-- Begin TASK MATERIAL --
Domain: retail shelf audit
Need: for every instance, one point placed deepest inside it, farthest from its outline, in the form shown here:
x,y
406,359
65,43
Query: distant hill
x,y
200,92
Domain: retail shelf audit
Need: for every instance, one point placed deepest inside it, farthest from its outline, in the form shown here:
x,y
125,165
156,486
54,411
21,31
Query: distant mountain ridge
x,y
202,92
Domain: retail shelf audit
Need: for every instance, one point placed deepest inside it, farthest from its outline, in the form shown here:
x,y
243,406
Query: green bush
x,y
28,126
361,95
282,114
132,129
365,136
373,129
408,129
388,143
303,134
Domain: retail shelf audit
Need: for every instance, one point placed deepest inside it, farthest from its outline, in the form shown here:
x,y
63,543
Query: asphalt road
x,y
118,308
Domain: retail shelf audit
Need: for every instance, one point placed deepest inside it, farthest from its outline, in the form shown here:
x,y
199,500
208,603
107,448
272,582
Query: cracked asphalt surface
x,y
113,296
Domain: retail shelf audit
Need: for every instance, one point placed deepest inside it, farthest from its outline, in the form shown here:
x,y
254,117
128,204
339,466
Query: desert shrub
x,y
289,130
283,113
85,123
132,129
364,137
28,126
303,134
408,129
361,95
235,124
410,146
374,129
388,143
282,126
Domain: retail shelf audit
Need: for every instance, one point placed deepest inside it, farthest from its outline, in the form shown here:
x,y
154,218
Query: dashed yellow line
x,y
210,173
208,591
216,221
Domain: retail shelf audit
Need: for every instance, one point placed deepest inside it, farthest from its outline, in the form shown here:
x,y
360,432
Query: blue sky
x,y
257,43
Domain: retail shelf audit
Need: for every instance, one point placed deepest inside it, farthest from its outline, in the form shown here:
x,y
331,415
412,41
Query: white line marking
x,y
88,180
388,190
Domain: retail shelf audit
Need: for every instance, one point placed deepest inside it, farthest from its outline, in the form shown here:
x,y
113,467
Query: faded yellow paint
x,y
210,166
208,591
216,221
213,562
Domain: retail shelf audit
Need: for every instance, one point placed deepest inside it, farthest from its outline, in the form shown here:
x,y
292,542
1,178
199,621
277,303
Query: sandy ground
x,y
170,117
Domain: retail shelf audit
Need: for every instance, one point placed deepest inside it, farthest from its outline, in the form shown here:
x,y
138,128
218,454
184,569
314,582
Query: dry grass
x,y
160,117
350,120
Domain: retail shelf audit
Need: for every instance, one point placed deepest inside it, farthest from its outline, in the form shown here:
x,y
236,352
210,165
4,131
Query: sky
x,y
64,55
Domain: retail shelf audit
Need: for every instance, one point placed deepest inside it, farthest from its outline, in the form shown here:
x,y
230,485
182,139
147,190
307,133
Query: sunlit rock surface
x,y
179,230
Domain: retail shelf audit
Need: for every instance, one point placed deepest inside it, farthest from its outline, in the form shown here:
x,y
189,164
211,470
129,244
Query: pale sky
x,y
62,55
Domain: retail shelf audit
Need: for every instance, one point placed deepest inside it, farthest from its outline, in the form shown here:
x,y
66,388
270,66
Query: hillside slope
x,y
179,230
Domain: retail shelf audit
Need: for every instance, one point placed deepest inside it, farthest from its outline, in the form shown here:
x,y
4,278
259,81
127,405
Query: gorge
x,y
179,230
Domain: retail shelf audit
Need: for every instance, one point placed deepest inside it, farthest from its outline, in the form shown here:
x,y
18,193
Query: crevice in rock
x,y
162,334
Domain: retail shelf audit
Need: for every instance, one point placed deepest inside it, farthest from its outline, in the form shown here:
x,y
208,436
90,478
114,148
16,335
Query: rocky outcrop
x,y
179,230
-- End TASK MATERIAL --
EXERCISE: Here, the records must be output exactly and in full.

SOLVED PROBLEM:
Domain: retail shelf audit
Need: for every instance, one point placed deepest inside it, farthest from its outline, in the form shown here:
x,y
406,359
65,43
Query: distant hill
x,y
200,92
Domain: retail shelf audit
Need: for every instance, one point placed deepest inside it, farthest from its outline, in the form shown here:
x,y
125,165
156,486
54,411
21,31
Query: distant mountain ridge
x,y
202,92
Domain: retail shelf audit
Need: for every instance, one point placed deepest inside it, farthest from its outline, in the form shown here:
x,y
243,406
Query: green bush
x,y
28,126
361,95
282,114
132,129
365,136
373,129
408,129
388,143
303,134
Domain: retail shelf audit
Need: for every instance, one point placed deepest inside it, farthest from its outline, in the form shown here:
x,y
63,543
Query: asphalt road
x,y
118,308
Domain: retail shelf audit
Need: for every instance, one point placed deepest inside it, farthest from its outline, in the form shown here:
x,y
199,500
208,603
107,448
272,582
Query: cracked asphalt surface
x,y
113,296
Domain: retail shelf audit
Need: for every instance, one point placed deepest inside it, farthest from its outline, in the form shown here:
x,y
254,117
128,204
339,466
Query: desert shrub
x,y
289,130
283,113
85,123
132,129
364,137
28,126
303,134
408,129
361,95
235,124
410,146
374,129
388,143
282,126
Domain: retail shelf audit
Need: for every instance, one point placed deepest inside it, farthest from its outline, in the form shown here:
x,y
154,218
Query: dashed yellow line
x,y
210,173
208,591
216,221
Domain: retail shelf audit
Need: for every instance, one point placed deepest inside it, farthest from its outline, in the form shown here:
x,y
360,432
Query: blue sky
x,y
257,43
Domain: retail shelf audit
Need: for every instance, one point placed deepest inside it, farthest from its outline, in the form shown here:
x,y
331,415
412,41
Query: white line marking
x,y
88,180
388,190
Domain: retail shelf audit
Need: for every instance, one point placed deepest inside it, farthest from its outline, in the form shown here:
x,y
113,467
Query: faded yellow paint
x,y
210,166
208,591
216,221
213,562
Domain: retail shelf audit
Need: for every instance, one point placed deepest inside it, farthest from its outline, in the form shown here:
x,y
292,542
1,178
199,621
277,303
Query: sandy ground
x,y
170,117
Domain: retail shelf audit
Need: for every instance, one point placed deepest inside it, farthest from its outline, in the form shown here:
x,y
138,128
218,454
184,569
314,582
Query: dry grass
x,y
160,117
350,120
Domain: retail shelf audit
Need: for every instance, one point placed deepest inside it, farthest from its outline, in the form shown here:
x,y
236,352
210,165
4,131
Query: sky
x,y
64,55
Domain: retail shelf audit
Need: for every instance, one point placed deepest inside it, farthest from its outline, in the form shown here:
x,y
230,485
182,139
147,190
307,133
Query: sunlit rock surface
x,y
179,230
Domain: retail shelf audit
Need: for every instance, one point placed deepest inside it, farthest from its outline, in the form shown here:
x,y
189,164
211,470
129,244
Query: pale sky
x,y
62,55
Domain: retail shelf audit
Need: for every instance, one point placed deepest inside it, farthest from its outline, in the form shown here:
x,y
66,388
270,66
Query: hillside slope
x,y
179,230
Domain: retail shelf audit
Need: for every instance, one point placed deepest inside it, farthest from its outline, in the form shown here:
x,y
4,278
259,81
127,405
Query: gorge
x,y
179,230
Domain: retail shelf audit
Need: for every instance, one point placed deepest inside it, farthest from its outline, in the form shown here:
x,y
18,193
Query: crevice in rock
x,y
162,334
Domain: retail shelf audit
Need: for every instance, one point placed deepest inside it, farthest from its outline, in the form shown here:
x,y
208,436
90,478
114,148
16,335
Query: rocky outcrop
x,y
179,230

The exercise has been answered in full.